### [PROBLEM]
Update the items below so that "in this shot" becomes "in this image" wherever it occurs, with no other changes. Leave the pictures out of your answer.

Object position labeling items:

┄┄┄┄┄┄┄┄┄┄

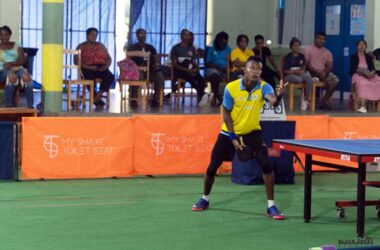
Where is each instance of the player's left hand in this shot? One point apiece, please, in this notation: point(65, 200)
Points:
point(281, 87)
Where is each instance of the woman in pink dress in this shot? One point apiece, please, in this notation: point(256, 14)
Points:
point(362, 70)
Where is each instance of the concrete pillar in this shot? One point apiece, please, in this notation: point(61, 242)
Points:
point(52, 57)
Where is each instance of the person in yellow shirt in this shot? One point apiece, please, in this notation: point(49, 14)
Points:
point(239, 56)
point(242, 103)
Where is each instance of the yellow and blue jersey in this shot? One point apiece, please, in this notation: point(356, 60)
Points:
point(245, 106)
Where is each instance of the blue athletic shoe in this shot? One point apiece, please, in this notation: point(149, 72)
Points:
point(275, 213)
point(201, 205)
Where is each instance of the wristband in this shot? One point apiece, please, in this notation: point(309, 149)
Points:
point(232, 136)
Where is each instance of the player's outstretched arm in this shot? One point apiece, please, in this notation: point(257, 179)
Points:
point(274, 99)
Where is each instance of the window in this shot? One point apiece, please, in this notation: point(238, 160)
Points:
point(295, 18)
point(78, 16)
point(164, 19)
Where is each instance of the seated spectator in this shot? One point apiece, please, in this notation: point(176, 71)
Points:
point(295, 70)
point(260, 50)
point(319, 62)
point(184, 61)
point(239, 56)
point(376, 57)
point(155, 73)
point(12, 58)
point(216, 62)
point(362, 70)
point(95, 64)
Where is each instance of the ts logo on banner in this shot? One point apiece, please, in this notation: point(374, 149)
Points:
point(156, 143)
point(50, 146)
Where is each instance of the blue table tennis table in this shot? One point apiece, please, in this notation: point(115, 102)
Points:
point(358, 151)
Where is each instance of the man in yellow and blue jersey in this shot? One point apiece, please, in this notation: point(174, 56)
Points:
point(242, 103)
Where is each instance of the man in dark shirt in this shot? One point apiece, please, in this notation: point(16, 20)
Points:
point(264, 52)
point(155, 73)
point(184, 60)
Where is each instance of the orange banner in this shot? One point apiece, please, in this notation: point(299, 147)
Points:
point(67, 147)
point(174, 144)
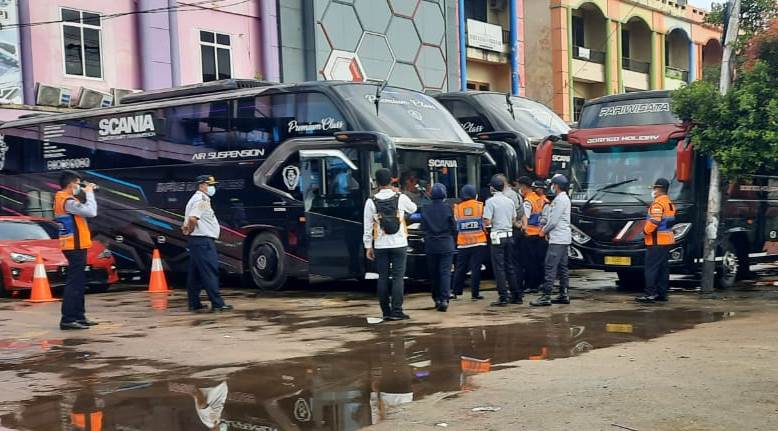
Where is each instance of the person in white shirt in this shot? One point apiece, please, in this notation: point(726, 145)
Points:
point(202, 227)
point(386, 241)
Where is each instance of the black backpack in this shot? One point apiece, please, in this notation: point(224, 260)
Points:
point(387, 214)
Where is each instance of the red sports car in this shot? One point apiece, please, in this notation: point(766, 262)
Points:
point(22, 239)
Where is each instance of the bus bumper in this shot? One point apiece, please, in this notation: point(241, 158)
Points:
point(612, 259)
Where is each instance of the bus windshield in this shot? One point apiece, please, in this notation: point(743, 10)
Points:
point(635, 167)
point(402, 113)
point(531, 118)
point(636, 112)
point(420, 169)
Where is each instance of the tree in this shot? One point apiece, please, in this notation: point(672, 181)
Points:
point(739, 129)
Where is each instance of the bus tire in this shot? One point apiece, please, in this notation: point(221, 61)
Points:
point(727, 270)
point(631, 280)
point(266, 263)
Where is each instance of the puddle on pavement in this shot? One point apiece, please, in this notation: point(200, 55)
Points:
point(341, 391)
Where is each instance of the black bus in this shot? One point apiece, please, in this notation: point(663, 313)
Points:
point(512, 129)
point(294, 164)
point(622, 145)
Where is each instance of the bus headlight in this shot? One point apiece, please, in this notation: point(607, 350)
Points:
point(578, 235)
point(680, 230)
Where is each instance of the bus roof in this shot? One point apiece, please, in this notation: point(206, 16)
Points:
point(651, 94)
point(221, 90)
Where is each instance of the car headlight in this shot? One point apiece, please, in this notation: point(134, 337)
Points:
point(21, 257)
point(578, 235)
point(680, 230)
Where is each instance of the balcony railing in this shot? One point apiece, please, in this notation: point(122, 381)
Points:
point(587, 54)
point(635, 65)
point(674, 73)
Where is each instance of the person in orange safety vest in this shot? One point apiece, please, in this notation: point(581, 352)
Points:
point(471, 242)
point(659, 237)
point(75, 239)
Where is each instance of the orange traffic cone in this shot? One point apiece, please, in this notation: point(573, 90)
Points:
point(157, 281)
point(41, 291)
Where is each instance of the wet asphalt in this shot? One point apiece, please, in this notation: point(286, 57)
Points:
point(306, 358)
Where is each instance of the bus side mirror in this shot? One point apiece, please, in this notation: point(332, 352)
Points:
point(543, 155)
point(684, 161)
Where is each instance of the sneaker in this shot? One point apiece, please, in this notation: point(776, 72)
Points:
point(646, 299)
point(561, 299)
point(542, 301)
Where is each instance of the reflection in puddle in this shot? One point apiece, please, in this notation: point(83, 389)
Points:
point(341, 391)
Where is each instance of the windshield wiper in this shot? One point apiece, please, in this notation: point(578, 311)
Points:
point(634, 195)
point(607, 187)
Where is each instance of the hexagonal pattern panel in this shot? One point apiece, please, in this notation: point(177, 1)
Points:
point(430, 23)
point(342, 26)
point(403, 39)
point(405, 76)
point(431, 66)
point(375, 55)
point(404, 7)
point(374, 14)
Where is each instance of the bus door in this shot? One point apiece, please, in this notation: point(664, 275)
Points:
point(332, 194)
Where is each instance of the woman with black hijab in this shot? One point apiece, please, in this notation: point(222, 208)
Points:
point(439, 227)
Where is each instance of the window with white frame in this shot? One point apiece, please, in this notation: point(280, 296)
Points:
point(216, 56)
point(81, 40)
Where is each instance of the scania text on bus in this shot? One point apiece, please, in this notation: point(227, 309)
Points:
point(294, 165)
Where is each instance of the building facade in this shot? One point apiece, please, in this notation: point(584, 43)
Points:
point(581, 49)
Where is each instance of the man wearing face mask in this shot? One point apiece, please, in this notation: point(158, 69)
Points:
point(75, 239)
point(557, 230)
point(202, 227)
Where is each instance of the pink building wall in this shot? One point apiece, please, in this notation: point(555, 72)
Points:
point(239, 21)
point(44, 45)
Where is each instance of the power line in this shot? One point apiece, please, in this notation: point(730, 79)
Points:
point(179, 8)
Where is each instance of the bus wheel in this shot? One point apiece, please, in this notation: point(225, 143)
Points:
point(266, 260)
point(631, 280)
point(727, 269)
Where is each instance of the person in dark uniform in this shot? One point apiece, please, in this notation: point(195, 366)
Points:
point(500, 216)
point(471, 242)
point(439, 227)
point(659, 238)
point(202, 227)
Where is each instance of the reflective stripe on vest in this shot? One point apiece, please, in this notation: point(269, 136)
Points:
point(663, 234)
point(74, 231)
point(470, 223)
point(533, 222)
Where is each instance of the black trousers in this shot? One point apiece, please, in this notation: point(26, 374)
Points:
point(556, 264)
point(504, 269)
point(203, 272)
point(535, 255)
point(390, 263)
point(469, 259)
point(73, 309)
point(440, 275)
point(657, 270)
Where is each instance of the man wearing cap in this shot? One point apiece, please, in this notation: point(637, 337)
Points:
point(533, 245)
point(202, 227)
point(659, 237)
point(557, 230)
point(500, 216)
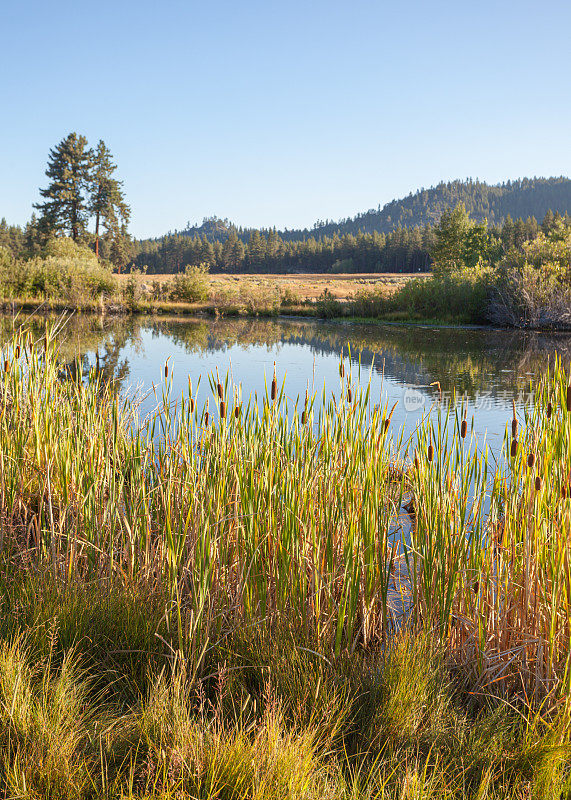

┄┄┄┄┄┄┄┄┄┄

### [THE ANSWER]
Where is each instance of the player's left hand in this image? One point apiece, please, in this notation: point(65, 200)
Points:
point(281, 87)
Where is each instance of the woman in pink dress in this image? One point apiece, please, in this notation: point(256, 14)
Points:
point(362, 70)
Where is each instance of the concrete pillar in this image? One point apiece, please, in this notation: point(61, 242)
Points:
point(52, 57)
Where is each instance of the person in yellow shirt in this image? One point apiece, please, in this notation: point(49, 14)
Points:
point(239, 56)
point(242, 103)
Where is each instance of the yellow and blue jersey in this image? One point apiece, please, in this notation: point(356, 60)
Points:
point(245, 106)
Where is each instance of the blue athletic shoe in this image? One point apiece, please, in this notation: point(149, 72)
Points:
point(275, 213)
point(201, 205)
Where is each instance of the wristband in this image? One point apiece, please, in this notation: point(309, 149)
Points:
point(232, 136)
Where is each instance of the player's outstretched arm in this image? One point apiece, please, in this notation: point(257, 179)
Points:
point(274, 99)
Where is each instance of the window in this image? One point apiece, please, in this notation: point(238, 160)
Points:
point(295, 18)
point(78, 16)
point(164, 19)
Where is each instance of the seated spectator in this image? One point apiece, please, in this notation: point(176, 71)
Points:
point(295, 70)
point(260, 50)
point(319, 62)
point(184, 61)
point(239, 56)
point(376, 57)
point(155, 73)
point(12, 58)
point(216, 62)
point(362, 70)
point(95, 64)
Where is each instance of the ts logo on banner in this image? One point apiece, please, in this notation: point(374, 149)
Points:
point(156, 143)
point(50, 146)
Where is each instance of the blue table tennis table in this image? One point apiece, please, in this notation: point(115, 102)
Points:
point(358, 151)
Where is each instance of the man in yellow and blue jersey in this image? One point apiece, please, in this notation: point(174, 56)
Points:
point(242, 103)
Where is each instance of the man in dark shirt in this image? One point apiece, please, in this notation: point(16, 20)
Points:
point(264, 52)
point(155, 73)
point(184, 60)
Where is each instance of the orange banner in this image? One point apiece, please, in this notation: point(299, 147)
Points:
point(67, 147)
point(174, 144)
Where is each instance of the person in white shirt in this image? One point apiece, please, in this notation: point(726, 145)
Points:
point(202, 227)
point(386, 241)
Where is each instance of the black backpack in this image? One point apiece, please, in this notation: point(224, 260)
Points:
point(387, 214)
Where is each instance of the red sports car in this image? One point apiece, please, in this notation: point(766, 262)
Points:
point(22, 239)
Where is each instance of the bus bumper in this image? One point apiece, please, in this notation: point(241, 158)
Points:
point(612, 259)
Where is each instance of the bus windshield in this image? One point apiece, please, in this notation: point(743, 10)
Points:
point(635, 167)
point(402, 113)
point(531, 118)
point(636, 112)
point(420, 169)
Where is each instance of the tree in this image? One point apiece, please, in this notation: point(672, 181)
Points:
point(739, 129)
Where is each instance of the bus tire in this image? One point apiece, please, in this notation: point(221, 61)
Points:
point(727, 270)
point(631, 280)
point(266, 263)
Where is each instance of the puddle on pavement in this image? One point apiece, please, in this notation: point(200, 55)
Points:
point(341, 391)
Where is each instance of the black bus in this image? One point apiece, please, in this notation: point(663, 313)
Points:
point(512, 129)
point(294, 164)
point(622, 145)
Where is each instance of the bus headlight in this image? One point apiece, please, in this notation: point(607, 350)
Points:
point(578, 235)
point(680, 230)
Where is each instance of the bus roof in this image? One point apiece, please, in this notation: point(206, 16)
Points:
point(651, 94)
point(221, 90)
Where is each instance of the car headlight in this image? One point apiece, please, in this notation: point(134, 337)
Points:
point(21, 257)
point(578, 235)
point(680, 230)
Where is each instance of the balcony railing in this image? One point apiece, please, in this notation: point(122, 381)
Points:
point(587, 54)
point(635, 65)
point(674, 73)
Where is each instance of the person in orange safety vest in this image? One point apiece, please, in this notation: point(581, 352)
Points:
point(471, 242)
point(659, 237)
point(75, 239)
Where is each instance of the orange traffic cone in this image? One point apiece, please, in this notation: point(573, 90)
Points:
point(157, 281)
point(41, 291)
Where is each instance of the wet asphalt in this image? One point apiece, please, in this notation: point(286, 57)
Points:
point(306, 358)
Where is each instance of the bus side mirror in this image? One point apiece, please, in this notation: point(332, 352)
Points:
point(543, 155)
point(684, 161)
Where is each instance of the sneaker in this image? One point apiece, please, in this notation: point(776, 72)
Points:
point(646, 299)
point(561, 299)
point(542, 301)
Where is each instance of the reflection in puddle in this image? One point apiece, please, in this notation: point(83, 389)
Points:
point(341, 391)
Where is each instance of the windshield wiper in this image? One point apiece, please, in this notation: point(578, 311)
Points:
point(634, 195)
point(607, 187)
Where is each instance of the hexagonal pattern panel in this image? One point apiece, please, in this notation: point(177, 1)
Points:
point(430, 23)
point(342, 26)
point(403, 39)
point(405, 76)
point(431, 66)
point(375, 55)
point(404, 7)
point(374, 14)
Where is each instance of the bus door in this image? One point apiece, please, in this notation: point(664, 275)
Points:
point(332, 194)
Where is each instance of the woman with black hijab in this image? One point apiece, please, in this notation: point(222, 208)
Points:
point(439, 227)
Where is each instance of the window with white frame in this image? One point apiece, please, in this notation: point(280, 296)
Points:
point(216, 56)
point(81, 40)
Where is each instance of the scania text on bus in this image? One point apiece, please, in this notation: point(227, 309)
Points:
point(294, 165)
Where is each instance of the building facade in this image? One point apiece, please, in this notation: point(584, 43)
Points:
point(581, 49)
Where is each instance of the man wearing face mask in this image? One point apiece, please, in this notation: point(158, 69)
Points:
point(75, 239)
point(557, 230)
point(202, 227)
Where is each instance of the pink building wall in this image? One point apiece, please, in this notation: point(555, 72)
Points:
point(239, 21)
point(44, 45)
Where is each instance of the power line in this image? One point apiece, please, in this notation: point(730, 79)
Points:
point(179, 8)
Where is each instance of the bus wheel in this image? One point apiece, please, in this notation: point(225, 143)
Points:
point(266, 260)
point(631, 280)
point(727, 269)
Where is each instance of the person in dark uniform in this image? One point apiece, please, in this notation: point(195, 366)
Points:
point(500, 216)
point(471, 242)
point(439, 227)
point(659, 238)
point(202, 227)
Where is each instance of the reflective stripe on vest in this image? One point apiece, please, in this notation: point(269, 136)
Points:
point(663, 234)
point(74, 231)
point(470, 223)
point(533, 222)
Where is each instance of the black trousers in this image? One point apiece, please, in this notation: point(26, 374)
Points:
point(556, 264)
point(504, 269)
point(203, 272)
point(535, 255)
point(390, 263)
point(469, 259)
point(73, 309)
point(440, 275)
point(657, 270)
Where is each instance of the man wearing cap in this image? One point apiece, please, in this notation: point(637, 337)
Points:
point(533, 245)
point(202, 227)
point(659, 237)
point(557, 230)
point(500, 216)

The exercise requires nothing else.